_Text_
◆ ◆ ◆
# Three.ie refuse to close my account.  Can they do that?



## rodoherty1

Howdy ... !!

My 12 month contract with Three.ie finished on the 25th November 2011. 

I sent them a letter on the 21st November, asking them to start the 30-day notification period and then close my account. I received no response from them (unlike the previous time, 10 months earlier, when they immediately responded with "Oh no, you don't ... we will not close your account until the 12 month contract is finished!"). 

As a precaution, I cancelled my Direct Debit on the 15th January so that they would not continue to take payment for the account which I now considered to be closed.

It is now February 2012 and I have received a letter stating that I owe them the January payment and that they will not accept any request to close my account until I pay them the January bill and start a new 30 day notification period. 

They claim they did not receive my letter requesting to close the account in November. They also acknowledge that I have not used their service since November 2011.

They also say that until I pay up, they will call me every day and continue issuing bills until I eventually do pay.

Is this a violation of consumer rights? Does anyone have a suggestion on how to deal with them? I don't want to pay for January, February and part of March because I feel that I endured their awful service for the year, always paid on time, and I sent them a letter after 12 months asking them to terminate my account. This seems unfair!

Any thoughts or suggestions would be greatly appreciate ... !!
Thanks,

Rob.


----------



## ajapale

rodoherty1 said:


> They claim they did not receive my letter requesting to close the account in November.
> 
> Rob.



Have you a copy of the letter sent in November? What did it say? To whom was it addressed?


----------



## rodoherty1

Hi ...

This is a snippet of the letter I sent them.  I know I sent it to the right address becaus when I attempted to cancel my contract after 2 months (due to unreliable service), they wasted no time in telling me that they would cancel if I paid them a cancellation fee of €186).  I backed down and stuck with the service until the 12 months had passed.

<snippet>
Customer Services
Hutchinson 3G Ireland Ltd
PO Box 333
Dublin 2

Account Number: **********
Mobile Broadband Number: 083 *** ****

Dear Sir/Madam,

I wish to cancel my 12 contract which started on November 25th 2010 and I kindly request that you cancel my Direct Debit (ref: **/***************).

Yours faithfully,
</snippet>


----------



## ajapale

Write a letter of "formal complaint" to three. Include a copy of the original letter. Copy (cc) the formal complaint and the original letter to comreg.

Make sure you have your correct account details on the letters.

Just stick to the facts and avoid rants or side issues.


----------



## Smashbox

Definitely give comreg a shout.. 

http://www.comreg.ie/

Contact details here - http://www.comreg.ie/contact_us/comreg_contact_details.141.contact.html


----------



## rodoherty1

Thanks Guys.  Sound advice!
And thanks for taking the time to read through my original post.

Rob.


----------



## Smashbox

Three on Twitter are always sending people to chat to their reps on boards.ie. You could also try posting there to see if they will help..
◆ ◆ ◆
_Source data_
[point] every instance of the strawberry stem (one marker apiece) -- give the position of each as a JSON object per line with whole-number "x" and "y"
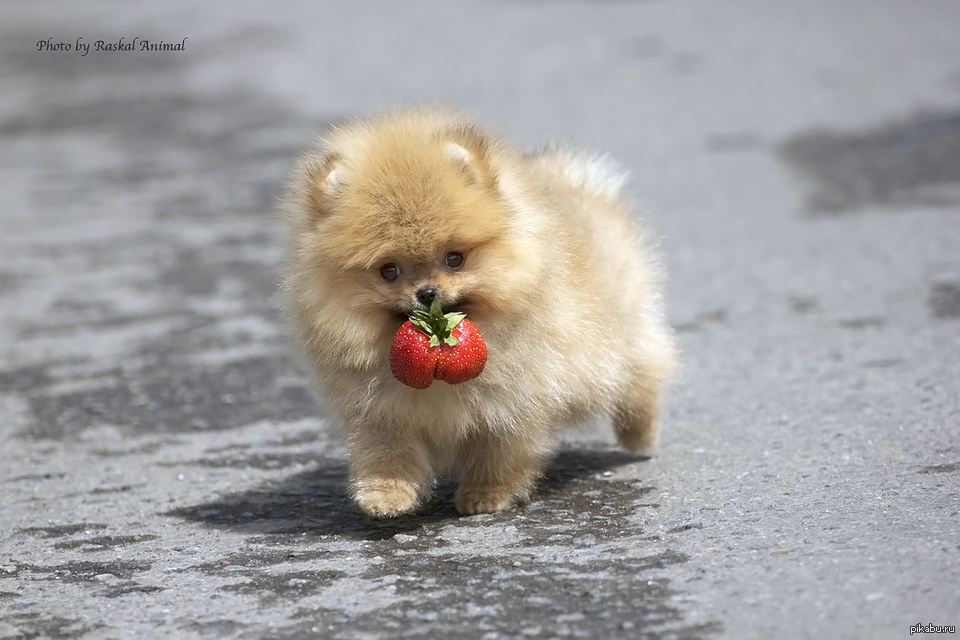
{"x": 437, "y": 325}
◆ ◆ ◆
_What the task requires_
Decide whether each statement agrees with the forum thread about Three.ie, answering yes or no and quoting the deciding words from the thread. (a) rodoherty1 cancelled the Direct Debit on the 15th January. (b) Three.ie say that rodoherty1 used their service in December 2011. (c) ajapale advises sending the formal complaint to Three without involving comreg.

_Reply to the task_
(a) Yes: "I cancelled my Direct Debit on the 15th January"
(b) No: "They also acknowledge that I have not used their service since November 2011."
(c) No: "Copy (cc) the formal complaint and the original letter to comreg."